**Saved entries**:
* * *

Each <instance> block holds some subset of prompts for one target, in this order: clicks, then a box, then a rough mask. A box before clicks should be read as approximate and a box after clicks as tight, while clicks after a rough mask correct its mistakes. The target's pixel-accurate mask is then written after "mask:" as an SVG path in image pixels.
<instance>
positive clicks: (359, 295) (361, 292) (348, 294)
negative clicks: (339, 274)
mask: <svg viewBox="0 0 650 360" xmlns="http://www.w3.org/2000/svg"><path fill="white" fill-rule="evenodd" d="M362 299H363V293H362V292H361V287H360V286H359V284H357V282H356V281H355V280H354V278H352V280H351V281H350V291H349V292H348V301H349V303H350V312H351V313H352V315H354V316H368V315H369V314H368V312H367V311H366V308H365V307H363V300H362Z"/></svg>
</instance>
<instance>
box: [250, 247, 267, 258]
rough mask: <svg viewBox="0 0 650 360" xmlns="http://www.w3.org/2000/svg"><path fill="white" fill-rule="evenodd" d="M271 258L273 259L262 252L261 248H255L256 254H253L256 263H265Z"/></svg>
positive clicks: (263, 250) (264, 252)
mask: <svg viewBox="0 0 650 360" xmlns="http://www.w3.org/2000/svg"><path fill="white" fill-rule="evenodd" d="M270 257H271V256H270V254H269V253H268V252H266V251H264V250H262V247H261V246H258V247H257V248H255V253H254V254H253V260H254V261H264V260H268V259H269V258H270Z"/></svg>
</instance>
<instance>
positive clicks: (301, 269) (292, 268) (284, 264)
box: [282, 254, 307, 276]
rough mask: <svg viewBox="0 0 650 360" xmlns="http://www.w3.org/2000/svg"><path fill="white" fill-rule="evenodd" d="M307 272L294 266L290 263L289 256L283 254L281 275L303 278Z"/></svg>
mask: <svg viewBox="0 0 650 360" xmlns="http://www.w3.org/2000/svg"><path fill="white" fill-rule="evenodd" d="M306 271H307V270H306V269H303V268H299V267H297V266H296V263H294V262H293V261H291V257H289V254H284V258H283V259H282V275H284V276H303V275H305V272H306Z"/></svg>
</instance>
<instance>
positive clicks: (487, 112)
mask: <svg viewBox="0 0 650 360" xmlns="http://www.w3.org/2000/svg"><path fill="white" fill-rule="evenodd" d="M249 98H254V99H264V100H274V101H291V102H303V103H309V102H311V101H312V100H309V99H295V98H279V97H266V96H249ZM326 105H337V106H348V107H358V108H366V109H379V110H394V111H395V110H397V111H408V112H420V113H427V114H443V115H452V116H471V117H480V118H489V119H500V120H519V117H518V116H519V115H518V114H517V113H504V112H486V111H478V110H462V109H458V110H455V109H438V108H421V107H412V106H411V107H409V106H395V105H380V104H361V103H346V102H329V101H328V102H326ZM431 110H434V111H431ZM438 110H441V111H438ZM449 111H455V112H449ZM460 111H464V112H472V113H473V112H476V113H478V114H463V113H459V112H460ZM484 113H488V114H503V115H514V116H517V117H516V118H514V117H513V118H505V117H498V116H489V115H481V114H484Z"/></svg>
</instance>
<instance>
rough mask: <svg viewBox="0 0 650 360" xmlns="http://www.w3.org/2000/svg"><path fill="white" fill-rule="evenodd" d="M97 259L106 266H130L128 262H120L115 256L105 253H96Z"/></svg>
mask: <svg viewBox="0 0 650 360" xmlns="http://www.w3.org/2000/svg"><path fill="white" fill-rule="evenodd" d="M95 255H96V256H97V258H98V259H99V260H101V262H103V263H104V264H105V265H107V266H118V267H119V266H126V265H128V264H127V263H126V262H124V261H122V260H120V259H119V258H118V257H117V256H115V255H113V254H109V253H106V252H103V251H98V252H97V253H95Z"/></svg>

* * *

Please count the lines in the records that contain the string "positive", treating uppercase and lowercase as different, and give only that number.

**Problem solution**:
4